ENTRIES SHOWN:

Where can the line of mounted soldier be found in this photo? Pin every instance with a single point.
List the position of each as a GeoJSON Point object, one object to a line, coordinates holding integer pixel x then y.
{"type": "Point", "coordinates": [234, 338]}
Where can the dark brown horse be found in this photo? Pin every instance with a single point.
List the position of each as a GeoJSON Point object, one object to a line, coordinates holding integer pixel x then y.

--

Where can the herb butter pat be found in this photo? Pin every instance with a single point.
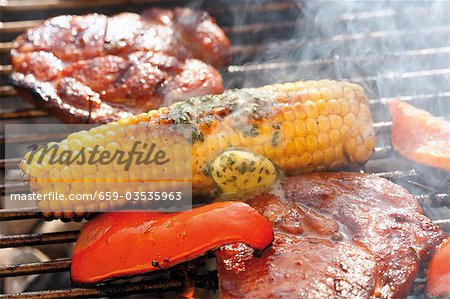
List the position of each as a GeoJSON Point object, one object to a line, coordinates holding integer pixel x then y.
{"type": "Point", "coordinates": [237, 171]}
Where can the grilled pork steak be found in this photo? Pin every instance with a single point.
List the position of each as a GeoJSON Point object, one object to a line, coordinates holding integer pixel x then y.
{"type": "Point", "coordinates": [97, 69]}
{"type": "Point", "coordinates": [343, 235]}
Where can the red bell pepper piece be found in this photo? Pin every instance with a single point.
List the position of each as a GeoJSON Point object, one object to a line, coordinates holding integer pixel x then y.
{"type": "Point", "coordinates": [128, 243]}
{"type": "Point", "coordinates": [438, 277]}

THE REQUEST: Pull out each line of the material above that contains the word "every" and copy those lines unchanged.

RESULT:
Where can the line of mounted soldier be found in this photo? Pin every instance with a single point.
Where can the dark brown horse be found in this photo? Pin every instance with a single point.
Where can the herb butter pat be found in this photo? Pin every instance with a single point.
Where can the grilled pork steak be found in this photo? Pin every instance with a single point.
Where can the red bell pepper piece be found in this photo? Pin every instance with a single point.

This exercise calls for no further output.